◆ Required action ◆
Omitting all images, transcribe the entries word for word.

*** Records for the exercise

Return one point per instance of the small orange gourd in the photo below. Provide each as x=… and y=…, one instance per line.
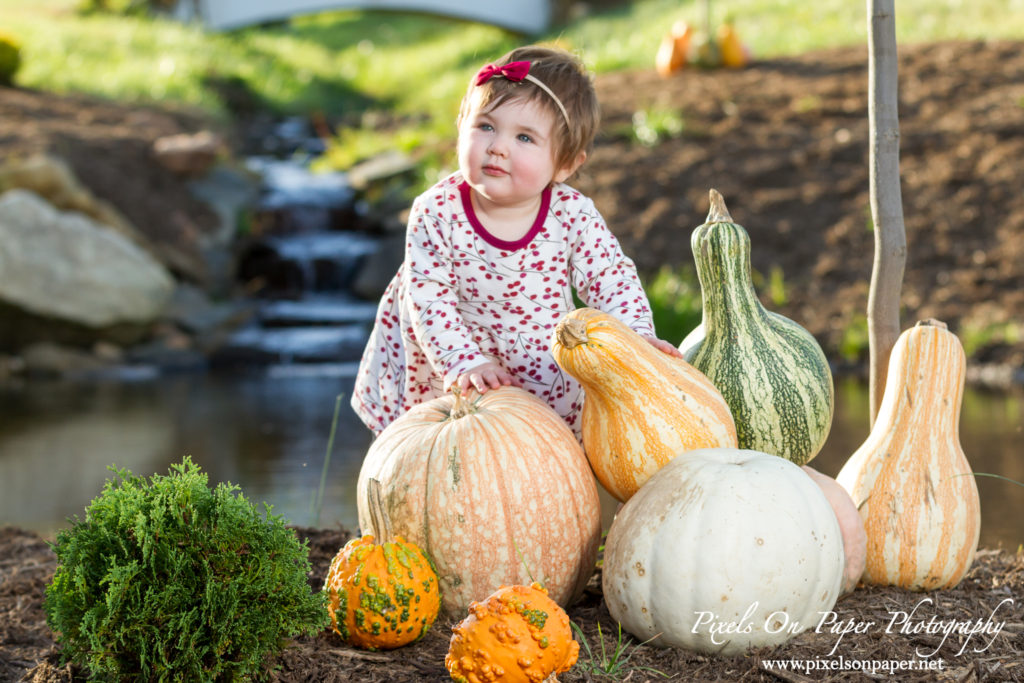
x=382, y=592
x=675, y=46
x=910, y=479
x=517, y=634
x=642, y=407
x=734, y=53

******

◆ Response ◆
Return one point per instance of the small orange gourd in the photo below. Provide each as x=… and y=…, one instance per line.
x=382, y=592
x=675, y=46
x=910, y=479
x=517, y=634
x=642, y=407
x=734, y=53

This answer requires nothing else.